▶ Text block
Tuesday, September 22, 2015

The Absence of Olivia Prologue Reveal

We are twenty eight days out from the release of The Absence of Olivia.  Now, I am always excited about a book release, but this book is special.  I don't know exactly what it is about this book in particular, but I just feel it in my bones: this is a book I want everyone to read.  So, I thought, with that in mind, perhaps I should post the prologue.

This prologue is something I wrote at 3:21 a.m. one morning back in March.  I woke up from a dream and had to get out my laptop and furiously type the words before they flitted away into that hazy reality where you can almost kind of remember your dream from the night before.  I was afraid the emotions would leave me, afraid Olivia would get lost in the back of my mind.  Ironically enough, Olivia was never absent from me.  She yelled at me constantly to write this story.  She was louder than any other person in my mind, so I had to listen.

This prologue is unedited, subject to change.  Copyright Anie Michaels of AM Books, 2015.

The Absence of Olivia
Anie Michaels

Prologue
   It had been forty-seven minutes since my best friend passed away.
   Forty-seven minutes.
   And I already had no idea how to live my life without her.
   I was already lost.
   I had no idea how to move forward, how to live, in a world she wasn’t a part of anymore.

▶ Extracted data
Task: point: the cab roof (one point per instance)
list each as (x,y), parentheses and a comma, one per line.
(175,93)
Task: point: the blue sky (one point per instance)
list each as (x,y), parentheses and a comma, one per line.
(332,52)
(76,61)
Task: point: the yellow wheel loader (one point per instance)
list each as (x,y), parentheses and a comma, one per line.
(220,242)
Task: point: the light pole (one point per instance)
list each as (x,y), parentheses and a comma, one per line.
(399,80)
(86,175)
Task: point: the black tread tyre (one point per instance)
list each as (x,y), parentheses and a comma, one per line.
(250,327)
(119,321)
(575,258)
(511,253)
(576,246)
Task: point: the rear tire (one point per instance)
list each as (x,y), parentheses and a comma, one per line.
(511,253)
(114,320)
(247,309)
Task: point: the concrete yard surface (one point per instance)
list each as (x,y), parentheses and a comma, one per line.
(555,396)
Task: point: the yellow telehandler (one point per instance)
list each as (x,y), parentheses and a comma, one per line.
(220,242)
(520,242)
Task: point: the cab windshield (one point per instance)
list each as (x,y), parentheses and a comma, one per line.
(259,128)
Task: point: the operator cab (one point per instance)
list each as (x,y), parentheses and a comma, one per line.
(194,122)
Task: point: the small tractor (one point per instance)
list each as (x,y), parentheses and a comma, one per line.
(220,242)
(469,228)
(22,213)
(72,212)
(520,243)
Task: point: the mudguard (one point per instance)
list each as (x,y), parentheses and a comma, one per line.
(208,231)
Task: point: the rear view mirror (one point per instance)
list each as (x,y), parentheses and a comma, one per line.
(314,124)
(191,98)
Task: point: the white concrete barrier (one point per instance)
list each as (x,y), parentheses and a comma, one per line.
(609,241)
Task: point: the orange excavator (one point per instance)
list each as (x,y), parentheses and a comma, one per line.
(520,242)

▶ What this exercise asks
[1] Output the portion of the prologue post from "And I already" up to and including "part of anymore.", copied word for word.
[2] For each statement, answer yes or no according to the prologue post, and quote the words that decide it: (a) The book's release is twenty-eight days away. (b) The prologue was written in the afternoon. (c) The prologue has been fully edited.
The material has no connection to the prologue post.

▶ Task-by-task answers
[1]
And I already had no idea how to live my life without her.
   I was already lost.
   I had no idea how to move forward, how to live, in a world she wasn’t a part of anymore.

[2]
(a) Yes: "We are twenty eight days out from the release of The Absence of Olivia."
(b) No: "This prologue is something I wrote at 3:21 a.m. one morning back in March."
(c) No: "This prologue is unedited, subject to change."